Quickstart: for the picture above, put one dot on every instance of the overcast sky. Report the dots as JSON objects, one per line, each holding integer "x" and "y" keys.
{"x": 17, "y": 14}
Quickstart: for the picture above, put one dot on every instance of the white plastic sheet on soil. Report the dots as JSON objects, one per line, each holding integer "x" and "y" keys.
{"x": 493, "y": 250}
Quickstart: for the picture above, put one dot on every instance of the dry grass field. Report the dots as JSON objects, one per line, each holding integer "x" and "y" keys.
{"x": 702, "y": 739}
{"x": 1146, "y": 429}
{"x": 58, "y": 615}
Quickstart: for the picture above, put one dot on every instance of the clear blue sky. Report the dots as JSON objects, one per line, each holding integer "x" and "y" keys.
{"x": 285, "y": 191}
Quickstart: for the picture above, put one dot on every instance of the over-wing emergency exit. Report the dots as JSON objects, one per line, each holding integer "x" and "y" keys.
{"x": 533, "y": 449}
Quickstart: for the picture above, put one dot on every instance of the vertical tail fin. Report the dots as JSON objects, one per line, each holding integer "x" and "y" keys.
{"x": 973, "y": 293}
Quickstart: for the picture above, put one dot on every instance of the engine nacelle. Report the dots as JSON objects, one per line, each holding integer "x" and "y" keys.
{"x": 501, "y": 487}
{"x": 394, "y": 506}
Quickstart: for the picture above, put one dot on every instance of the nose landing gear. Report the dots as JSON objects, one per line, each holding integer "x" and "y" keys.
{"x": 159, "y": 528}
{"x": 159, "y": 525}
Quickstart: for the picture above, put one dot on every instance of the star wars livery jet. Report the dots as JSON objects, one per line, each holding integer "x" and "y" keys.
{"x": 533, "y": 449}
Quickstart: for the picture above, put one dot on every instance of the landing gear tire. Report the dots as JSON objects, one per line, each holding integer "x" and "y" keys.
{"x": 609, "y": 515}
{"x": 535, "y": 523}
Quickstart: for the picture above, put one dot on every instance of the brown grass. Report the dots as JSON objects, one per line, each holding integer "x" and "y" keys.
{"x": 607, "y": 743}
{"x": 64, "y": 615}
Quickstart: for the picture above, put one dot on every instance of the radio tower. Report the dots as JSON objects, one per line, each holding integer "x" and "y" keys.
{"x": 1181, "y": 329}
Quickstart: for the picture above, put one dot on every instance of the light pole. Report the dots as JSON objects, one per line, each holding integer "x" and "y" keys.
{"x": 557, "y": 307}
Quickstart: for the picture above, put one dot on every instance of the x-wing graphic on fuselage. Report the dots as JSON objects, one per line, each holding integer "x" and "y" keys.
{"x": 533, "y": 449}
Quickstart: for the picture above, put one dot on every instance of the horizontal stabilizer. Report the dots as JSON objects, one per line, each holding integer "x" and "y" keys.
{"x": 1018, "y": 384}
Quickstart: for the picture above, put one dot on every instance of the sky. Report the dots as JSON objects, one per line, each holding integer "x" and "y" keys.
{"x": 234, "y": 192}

#### TASK
Copy exactly, and only, the lines from the line containing "of the horizontal" to the end of the listing, with both ends included.

#### ANSWER AREA
Quickstart: for the picture above, put one dot on every instance of the horizontal stabilizer. Report the dots as JSON objects, one per line, each holding integer "x" and "y" keys.
{"x": 1018, "y": 384}
Quickstart: for the picture above, put one dot on every instance of the sky. Report the dots as JSON objects, one per line, each holding integer "x" and "y" keys.
{"x": 234, "y": 192}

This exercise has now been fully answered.